Records from a collection:

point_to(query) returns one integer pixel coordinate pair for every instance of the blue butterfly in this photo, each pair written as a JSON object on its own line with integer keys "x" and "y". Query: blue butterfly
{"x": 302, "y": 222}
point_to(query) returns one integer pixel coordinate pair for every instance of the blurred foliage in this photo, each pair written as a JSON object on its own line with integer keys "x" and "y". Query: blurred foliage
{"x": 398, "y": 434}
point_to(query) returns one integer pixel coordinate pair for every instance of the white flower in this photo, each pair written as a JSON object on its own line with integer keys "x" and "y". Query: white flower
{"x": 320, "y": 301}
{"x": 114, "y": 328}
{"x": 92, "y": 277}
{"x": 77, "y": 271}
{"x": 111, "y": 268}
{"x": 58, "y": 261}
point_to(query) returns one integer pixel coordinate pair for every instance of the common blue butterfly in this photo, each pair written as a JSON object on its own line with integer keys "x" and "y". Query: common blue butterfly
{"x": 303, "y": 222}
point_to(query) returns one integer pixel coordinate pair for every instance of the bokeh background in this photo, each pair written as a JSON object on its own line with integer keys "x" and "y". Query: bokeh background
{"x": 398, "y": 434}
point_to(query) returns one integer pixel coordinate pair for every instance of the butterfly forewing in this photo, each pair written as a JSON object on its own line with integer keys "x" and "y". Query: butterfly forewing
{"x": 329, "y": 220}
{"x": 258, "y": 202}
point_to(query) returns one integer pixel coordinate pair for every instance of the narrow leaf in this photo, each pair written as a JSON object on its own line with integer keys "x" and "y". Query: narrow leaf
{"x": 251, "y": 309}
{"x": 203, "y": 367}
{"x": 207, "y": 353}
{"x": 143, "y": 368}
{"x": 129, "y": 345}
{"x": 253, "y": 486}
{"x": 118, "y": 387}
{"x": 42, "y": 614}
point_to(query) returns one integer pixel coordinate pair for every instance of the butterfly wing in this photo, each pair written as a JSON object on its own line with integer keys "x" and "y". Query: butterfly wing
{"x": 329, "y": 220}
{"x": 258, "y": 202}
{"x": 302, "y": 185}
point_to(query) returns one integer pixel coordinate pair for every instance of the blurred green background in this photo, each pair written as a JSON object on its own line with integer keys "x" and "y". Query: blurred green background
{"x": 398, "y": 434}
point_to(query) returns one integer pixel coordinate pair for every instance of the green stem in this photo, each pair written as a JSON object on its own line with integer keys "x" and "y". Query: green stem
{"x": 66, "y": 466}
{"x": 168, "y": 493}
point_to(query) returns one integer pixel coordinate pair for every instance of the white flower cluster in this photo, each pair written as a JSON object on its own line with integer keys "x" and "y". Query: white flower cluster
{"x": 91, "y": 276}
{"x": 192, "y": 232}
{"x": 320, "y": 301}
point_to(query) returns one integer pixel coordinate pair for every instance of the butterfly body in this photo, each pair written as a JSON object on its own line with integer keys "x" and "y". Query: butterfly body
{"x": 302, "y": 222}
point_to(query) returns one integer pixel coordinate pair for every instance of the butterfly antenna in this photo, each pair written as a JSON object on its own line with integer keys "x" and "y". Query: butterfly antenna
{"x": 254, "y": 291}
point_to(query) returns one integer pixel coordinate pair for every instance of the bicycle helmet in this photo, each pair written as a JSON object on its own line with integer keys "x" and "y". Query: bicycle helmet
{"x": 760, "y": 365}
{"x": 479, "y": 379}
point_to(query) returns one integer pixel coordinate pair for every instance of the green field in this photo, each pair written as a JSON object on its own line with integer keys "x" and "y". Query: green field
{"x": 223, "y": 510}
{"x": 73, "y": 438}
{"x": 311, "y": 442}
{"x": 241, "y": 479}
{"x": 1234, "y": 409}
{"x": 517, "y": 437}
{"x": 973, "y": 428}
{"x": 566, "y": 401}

PROBLEM TO WORK ON: Transcribe every record above word for word.

SOLUTION BELOW:
point_to(query) returns one integer pixel coordinate pair for every instance of the blue butterfly in this photo, each pair written as a JSON object on its own line with integer keys "x" and "y". Query: blue butterfly
{"x": 302, "y": 222}
point_to(query) returns one integer pixel coordinate pair for every instance of the blurred foliage in this photo, each pair written as a JSON object on its own line with integer keys "x" and "y". Query: blurred foliage
{"x": 398, "y": 434}
point_to(query) returns one integer pixel coordinate pair for every instance of the white flower in this photo, each pair written as a JSON object on its own line with integer keys "x" and "y". Query: white flower
{"x": 320, "y": 301}
{"x": 114, "y": 328}
{"x": 92, "y": 277}
{"x": 77, "y": 271}
{"x": 111, "y": 268}
{"x": 58, "y": 261}
point_to(query) returns one integer pixel coordinate pair for every instance of the common blue butterfly in this photo, each pair written as a JSON object on its own line with integer keys "x" and "y". Query: common blue butterfly
{"x": 303, "y": 222}
point_to(query) returns one integer pixel coordinate pair for every instance of the bokeh background in this photo, each pair written as a JSON object on its own line with integer keys "x" and "y". Query: bokeh background
{"x": 398, "y": 434}
point_to(query) returns one integer pixel coordinate pair for every instance of the butterfly forewing in this photo, each pair written as a JSON object on its own line with integer keys "x" and "y". Query: butterfly forewing
{"x": 329, "y": 220}
{"x": 258, "y": 202}
point_to(query) returns one integer pixel coordinate pair for every instance of the narrow leaf in this photo, each pair written as a JSON object on its own line with integer keys "x" and "y". Query: narrow leaf
{"x": 251, "y": 309}
{"x": 203, "y": 367}
{"x": 207, "y": 353}
{"x": 143, "y": 368}
{"x": 129, "y": 345}
{"x": 253, "y": 486}
{"x": 118, "y": 387}
{"x": 42, "y": 614}
point_to(query) returns one integer pixel coordinate pair for every instance of the butterfly wing in this photo, each pair written as a JSON object on its own line with integer keys "x" and "y". Query: butterfly wing
{"x": 329, "y": 220}
{"x": 258, "y": 202}
{"x": 302, "y": 185}
point_to(query) returns one integer pixel coordinate pair for every instance of the blurred green background in this photo, each pair written as a JSON object on its own line with integer keys "x" and "y". Query: blurred green background
{"x": 398, "y": 434}
point_to(query) returns one integer pixel coordinate pair for every instance of the green stem in this photo, each pair written as a JSON object on its own line with integer keys "x" and "y". Query: green stem
{"x": 66, "y": 466}
{"x": 168, "y": 493}
point_to(query) returns one integer pixel coordinate pair for every instance of the white flower cluster in this photo, each pair written as a JSON object on its own line with integer keys "x" and "y". Query: white flower cluster
{"x": 91, "y": 276}
{"x": 192, "y": 232}
{"x": 320, "y": 301}
point_to(query) returns one integer pixel coordinate pair for every instance of the butterfly body in this photo, each pair written as a JSON object on its own line with integer keys "x" and "y". Query: butterfly body
{"x": 302, "y": 222}
point_to(query) returns one integer pixel coordinate pair for every instance of the butterfly antenna in this photo, each pair written as a JSON object on its own line with integer keys "x" and "y". Query: butterfly antenna
{"x": 254, "y": 291}
point_to(query) returns one integer pixel coordinate pair for every instance of the bicycle helmet in this photo, each pair written as a JSON object on its own line with integer keys "x" and "y". Query: bicycle helmet
{"x": 760, "y": 365}
{"x": 479, "y": 379}
point_to(query) returns one integer pixel coordinate pair for every instance of the green field in this photo, each pair written as a JSON object on its own line with integer keys "x" and "y". Query: green field
{"x": 223, "y": 510}
{"x": 73, "y": 438}
{"x": 311, "y": 442}
{"x": 241, "y": 479}
{"x": 1234, "y": 409}
{"x": 517, "y": 437}
{"x": 973, "y": 428}
{"x": 566, "y": 401}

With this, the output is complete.